» Exercise details:
Copy out every one of the following records word for word.
Start
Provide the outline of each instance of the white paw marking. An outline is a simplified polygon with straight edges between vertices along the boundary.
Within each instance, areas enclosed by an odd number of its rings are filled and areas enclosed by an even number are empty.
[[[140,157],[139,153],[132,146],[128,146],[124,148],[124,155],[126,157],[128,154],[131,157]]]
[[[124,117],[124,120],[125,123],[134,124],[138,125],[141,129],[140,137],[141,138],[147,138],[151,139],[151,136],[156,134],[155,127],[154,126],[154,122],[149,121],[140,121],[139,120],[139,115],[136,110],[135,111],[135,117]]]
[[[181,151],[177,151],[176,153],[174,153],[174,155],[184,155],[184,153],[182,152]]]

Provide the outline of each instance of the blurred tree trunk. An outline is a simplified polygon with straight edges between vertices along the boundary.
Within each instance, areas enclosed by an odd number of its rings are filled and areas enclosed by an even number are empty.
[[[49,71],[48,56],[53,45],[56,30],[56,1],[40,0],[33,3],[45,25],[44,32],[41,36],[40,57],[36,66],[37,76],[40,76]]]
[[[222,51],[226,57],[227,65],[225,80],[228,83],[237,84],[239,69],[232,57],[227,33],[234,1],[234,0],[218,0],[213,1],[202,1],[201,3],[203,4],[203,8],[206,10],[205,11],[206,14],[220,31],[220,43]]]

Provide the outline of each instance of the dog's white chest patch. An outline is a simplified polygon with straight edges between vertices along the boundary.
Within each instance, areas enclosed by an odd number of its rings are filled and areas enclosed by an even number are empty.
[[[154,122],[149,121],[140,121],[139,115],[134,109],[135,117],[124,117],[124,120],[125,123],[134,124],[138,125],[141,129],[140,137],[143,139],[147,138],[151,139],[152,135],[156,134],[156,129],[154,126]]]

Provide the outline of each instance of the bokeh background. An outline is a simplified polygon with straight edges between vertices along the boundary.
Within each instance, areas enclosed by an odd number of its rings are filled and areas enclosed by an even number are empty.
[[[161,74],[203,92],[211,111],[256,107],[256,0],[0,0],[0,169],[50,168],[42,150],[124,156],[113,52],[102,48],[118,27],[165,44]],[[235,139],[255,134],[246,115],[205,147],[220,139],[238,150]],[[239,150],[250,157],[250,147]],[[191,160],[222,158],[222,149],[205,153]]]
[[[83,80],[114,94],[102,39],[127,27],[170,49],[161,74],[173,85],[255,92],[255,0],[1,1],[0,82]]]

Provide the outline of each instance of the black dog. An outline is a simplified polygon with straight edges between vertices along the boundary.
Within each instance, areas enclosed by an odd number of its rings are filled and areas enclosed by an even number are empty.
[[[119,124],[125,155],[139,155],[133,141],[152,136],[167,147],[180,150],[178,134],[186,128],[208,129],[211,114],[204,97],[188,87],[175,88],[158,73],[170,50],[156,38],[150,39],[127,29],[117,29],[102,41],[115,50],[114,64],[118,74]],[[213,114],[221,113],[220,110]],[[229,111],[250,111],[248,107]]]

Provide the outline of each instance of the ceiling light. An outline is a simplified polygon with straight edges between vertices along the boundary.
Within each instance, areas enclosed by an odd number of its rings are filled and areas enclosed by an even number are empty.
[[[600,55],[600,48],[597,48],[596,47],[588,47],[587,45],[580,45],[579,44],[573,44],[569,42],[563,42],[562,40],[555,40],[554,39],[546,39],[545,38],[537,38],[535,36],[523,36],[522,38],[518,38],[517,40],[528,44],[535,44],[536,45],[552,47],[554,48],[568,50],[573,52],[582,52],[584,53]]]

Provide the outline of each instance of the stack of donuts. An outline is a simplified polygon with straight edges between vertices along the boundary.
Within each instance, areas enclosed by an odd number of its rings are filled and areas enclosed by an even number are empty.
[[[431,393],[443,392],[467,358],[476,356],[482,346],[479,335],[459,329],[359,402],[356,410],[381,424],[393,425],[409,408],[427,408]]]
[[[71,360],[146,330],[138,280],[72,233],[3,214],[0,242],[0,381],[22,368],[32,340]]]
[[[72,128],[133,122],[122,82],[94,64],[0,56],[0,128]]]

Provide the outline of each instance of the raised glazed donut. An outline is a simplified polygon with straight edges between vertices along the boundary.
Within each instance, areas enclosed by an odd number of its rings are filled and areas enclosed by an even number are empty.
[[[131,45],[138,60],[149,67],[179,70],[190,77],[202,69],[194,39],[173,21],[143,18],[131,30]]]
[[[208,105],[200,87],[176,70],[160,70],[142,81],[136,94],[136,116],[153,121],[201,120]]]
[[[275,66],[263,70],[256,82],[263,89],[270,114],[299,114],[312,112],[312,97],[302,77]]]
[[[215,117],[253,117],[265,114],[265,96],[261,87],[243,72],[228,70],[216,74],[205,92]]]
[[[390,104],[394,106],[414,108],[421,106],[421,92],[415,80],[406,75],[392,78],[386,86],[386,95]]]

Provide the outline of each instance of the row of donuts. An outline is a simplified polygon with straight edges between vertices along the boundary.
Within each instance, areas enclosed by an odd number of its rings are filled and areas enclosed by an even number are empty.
End
» Worked solution:
Provide the outline of each instance of the white paw marking. An outline is a simplified polygon with straight edges between vertices along the boundary.
Within each instance, areas enclosed by an odd number of its rings are filled and areas enclosed by an even number are empty.
[[[140,157],[139,153],[132,146],[128,146],[124,148],[124,155],[126,157],[128,154],[131,157]]]
[[[124,117],[124,120],[125,123],[134,124],[138,125],[141,129],[140,137],[141,138],[147,138],[151,139],[151,136],[156,134],[155,127],[154,126],[154,122],[149,121],[140,121],[139,120],[139,115],[136,110],[135,111],[135,117]]]
[[[181,151],[177,151],[176,153],[174,153],[174,155],[184,155],[184,153],[182,152]]]

Provide the outline of each instance of the blurred tree trunk. An outline is a simplified polygon with straight edges between vertices along the boundary.
Within each instance, areas enclosed by an odd number of its rings are filled and areas enclosed by an even number are empty.
[[[49,71],[48,56],[53,45],[56,30],[56,1],[40,0],[33,3],[45,25],[44,32],[41,36],[40,57],[36,66],[37,76],[40,76]]]
[[[222,51],[226,57],[227,65],[225,80],[228,83],[237,84],[239,69],[232,57],[227,33],[234,1],[234,0],[218,0],[213,1],[202,1],[201,3],[203,4],[203,8],[206,10],[205,11],[206,14],[220,31],[220,43]]]

Provide the outline of each instance of the dog's white chest patch. An outline is a simplified polygon with straight edges between vertices along the boundary.
Within each instance, areas enclosed by an odd number of its rings are filled and areas enclosed by an even number are empty.
[[[154,122],[149,121],[140,121],[139,115],[134,109],[135,117],[124,117],[124,120],[125,123],[134,124],[138,125],[141,129],[140,137],[143,139],[147,138],[151,139],[152,135],[156,134],[156,129],[154,126]]]

Provide the outline of each instance of the bokeh background. An outline is a simplified polygon with straight edges between vertices along the boundary.
Within each instance, areas enclosed by an odd number of its rings are filled and areas enclosed by an even number are empty.
[[[161,74],[203,92],[211,111],[256,107],[256,0],[0,0],[0,169],[50,168],[42,150],[124,156],[113,52],[102,48],[118,27],[165,44]],[[235,139],[255,134],[246,115],[205,147],[220,139],[238,150]],[[239,150],[250,157],[250,147]],[[191,160],[222,158],[222,149],[205,153]]]
[[[83,80],[114,94],[102,39],[127,27],[170,49],[161,74],[173,85],[255,92],[255,0],[1,1],[0,82]]]

Provide the outline of each instance of the black dog. An outline is a simplified polygon with straight edges between vertices along the boundary.
Within each instance, areas enclosed by an odd number of its rings are filled and areas enclosed by an even number are empty.
[[[119,124],[125,155],[139,155],[133,141],[152,136],[167,147],[180,150],[178,134],[186,128],[208,129],[211,114],[204,97],[188,87],[175,88],[158,73],[170,50],[156,38],[150,39],[127,29],[117,29],[102,41],[115,50],[114,64],[118,74]],[[213,114],[221,113],[220,110]],[[229,111],[250,111],[248,107]]]

Provide the outline of each instance of the ceiling light. An outline is a simplified polygon with straight edges between vertices along the boundary.
Within each instance, areas enclosed by an odd number of its rings are filled and areas enclosed by an even number are empty.
[[[600,55],[600,48],[597,48],[596,47],[588,47],[587,45],[580,45],[579,44],[573,44],[569,42],[563,42],[562,40],[555,40],[554,39],[546,39],[545,38],[537,38],[535,36],[523,36],[522,38],[518,38],[517,40],[528,44],[535,44],[536,45],[552,47],[554,48],[568,50],[573,52],[582,52],[584,53]]]

Provide the outline of each instance of the stack of donuts. An outline is a simplified polygon with straight edges between vertices along the boundary.
Within each instance, areas enclosed by an odd number of its rings are filled and areas enclosed by an even number are empty.
[[[431,393],[443,392],[467,358],[476,356],[482,346],[479,335],[459,329],[359,402],[356,410],[381,424],[393,425],[409,408],[427,408]]]
[[[71,360],[146,330],[138,280],[72,233],[3,214],[0,242],[0,381],[22,368],[32,340]]]
[[[72,128],[133,122],[122,82],[94,64],[0,56],[0,128]]]

Provide the outline of each instance of the raised glazed donut. An outline is a simplified polygon with straight edges between vertices along the boundary.
Within each instance, areas enclosed by an odd number of its rings are filled and areas enclosed by an even number are empty.
[[[131,45],[138,60],[149,67],[179,70],[190,77],[202,69],[194,39],[173,21],[143,18],[131,30]]]
[[[208,105],[200,87],[176,70],[160,70],[142,81],[136,94],[136,116],[153,121],[201,120]]]
[[[275,66],[263,70],[256,82],[263,89],[270,114],[299,114],[312,112],[312,97],[302,77]]]
[[[215,117],[253,117],[265,114],[265,96],[261,87],[243,72],[228,70],[216,74],[205,92]]]
[[[390,104],[394,106],[414,108],[421,106],[421,92],[415,80],[406,75],[392,78],[386,86],[386,95]]]

Provide the outline of each instance of the row of donuts. An outline is a simplified polygon with straight edges between vertices along the boundary.
Within each instance, areas enclosed by an odd number of its rings are filled and areas enclosed by an even number are empty.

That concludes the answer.